#### The problem
Transcribe the listing below verbatim, omitting the pictures from your answer.

Stored data entries
- - -
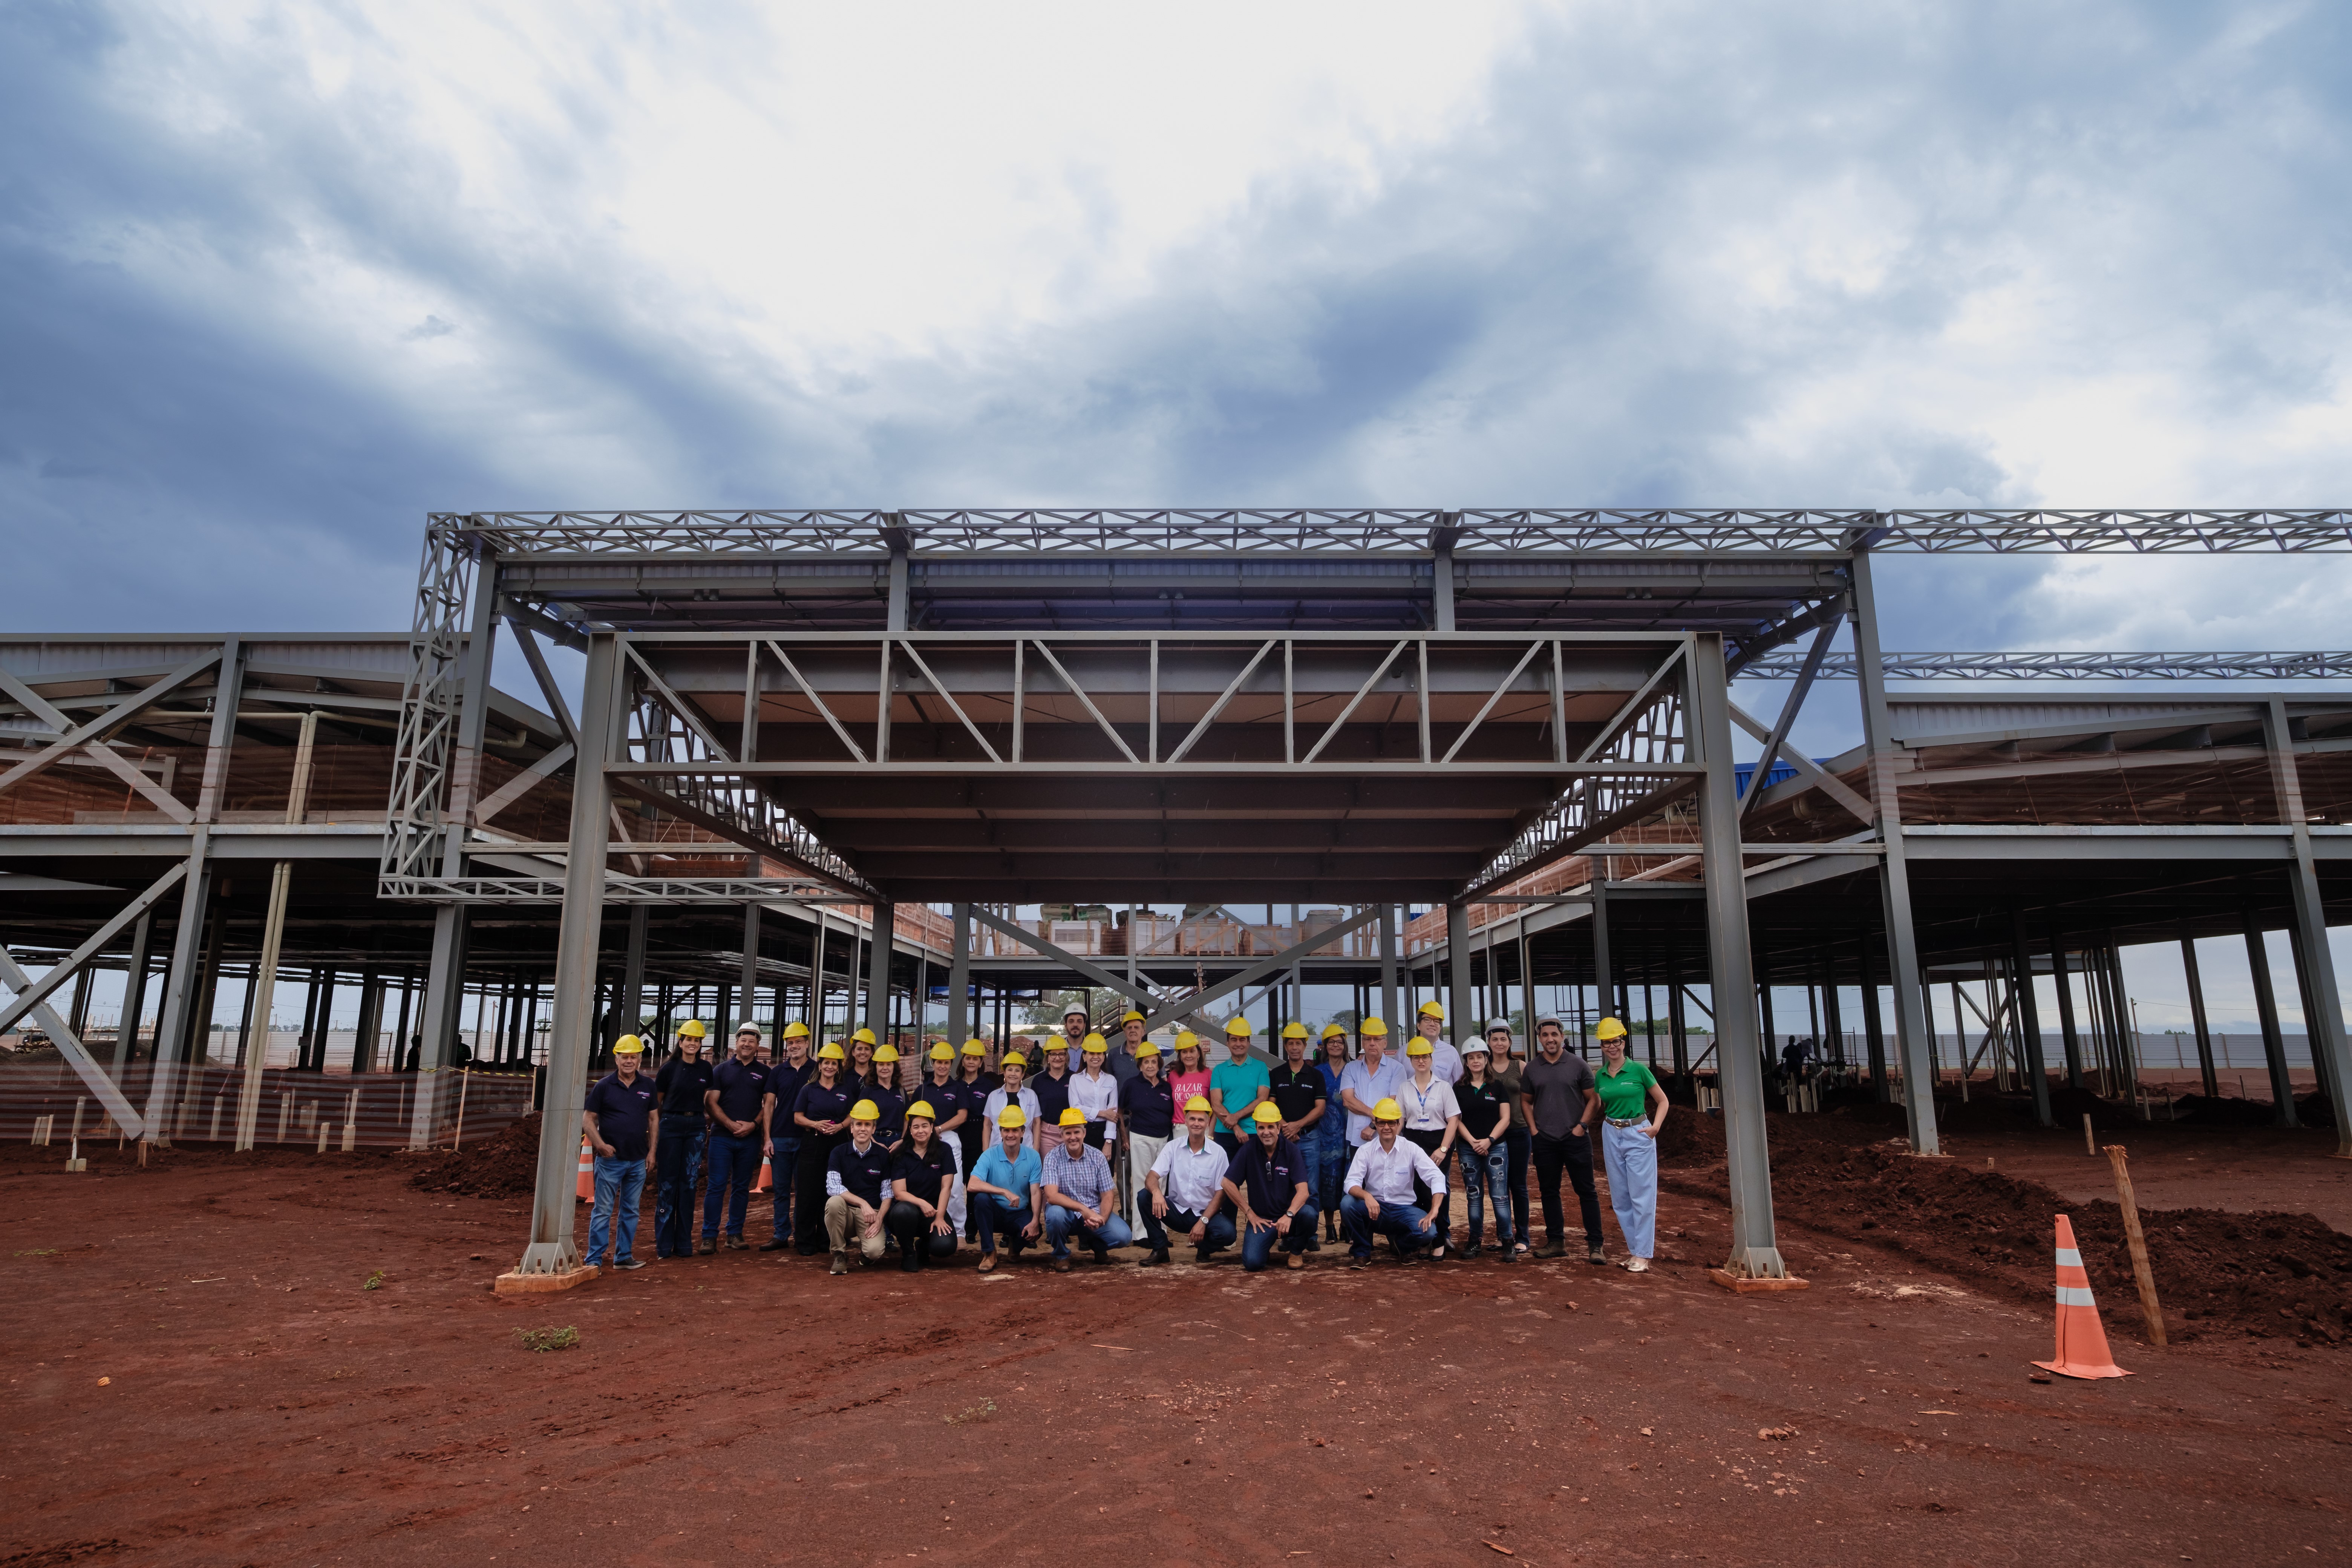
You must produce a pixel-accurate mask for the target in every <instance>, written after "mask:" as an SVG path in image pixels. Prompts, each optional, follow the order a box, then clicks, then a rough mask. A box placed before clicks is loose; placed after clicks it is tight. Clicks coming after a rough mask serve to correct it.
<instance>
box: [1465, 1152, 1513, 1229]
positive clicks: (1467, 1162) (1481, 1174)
mask: <svg viewBox="0 0 2352 1568" xmlns="http://www.w3.org/2000/svg"><path fill="white" fill-rule="evenodd" d="M1456 1150H1458V1152H1461V1161H1463V1187H1465V1190H1468V1201H1470V1246H1477V1234H1479V1229H1484V1225H1486V1213H1484V1204H1482V1199H1484V1197H1486V1194H1489V1192H1491V1194H1494V1244H1496V1246H1503V1248H1508V1246H1510V1244H1512V1239H1515V1232H1512V1227H1510V1145H1508V1143H1505V1140H1503V1138H1496V1140H1494V1145H1491V1147H1489V1150H1486V1152H1484V1154H1479V1152H1477V1150H1472V1147H1470V1143H1468V1140H1463V1143H1458V1145H1456Z"/></svg>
- - -
#### Problem solution
You must produce a pixel-accurate mask for the target in every <instance>, written after "mask:" as an SVG path in image pixels. Prompts, each optional, follow the order a box, then clicks, then a rough mask. A box placed before clicks is loose; placed after clicks it is tight. Clicks coming after a rough mask serve to correct it.
<instance>
box: [1465, 1152, 1513, 1229]
positive clicks: (1467, 1162) (1481, 1174)
mask: <svg viewBox="0 0 2352 1568" xmlns="http://www.w3.org/2000/svg"><path fill="white" fill-rule="evenodd" d="M1456 1150H1458V1152H1461V1161H1463V1187H1465V1190H1468V1201H1470V1246H1477V1234H1479V1229H1484V1225H1486V1213H1484V1204H1482V1199H1484V1197H1486V1194H1489V1192H1491V1194H1494V1244H1496V1246H1503V1248H1508V1246H1510V1244H1512V1239H1515V1232H1512V1227H1510V1145H1508V1143H1505V1140H1503V1138H1496V1140H1494V1145H1491V1147H1489V1150H1486V1152H1484V1154H1479V1152H1477V1150H1472V1147H1470V1143H1468V1140H1463V1143H1458V1145H1456Z"/></svg>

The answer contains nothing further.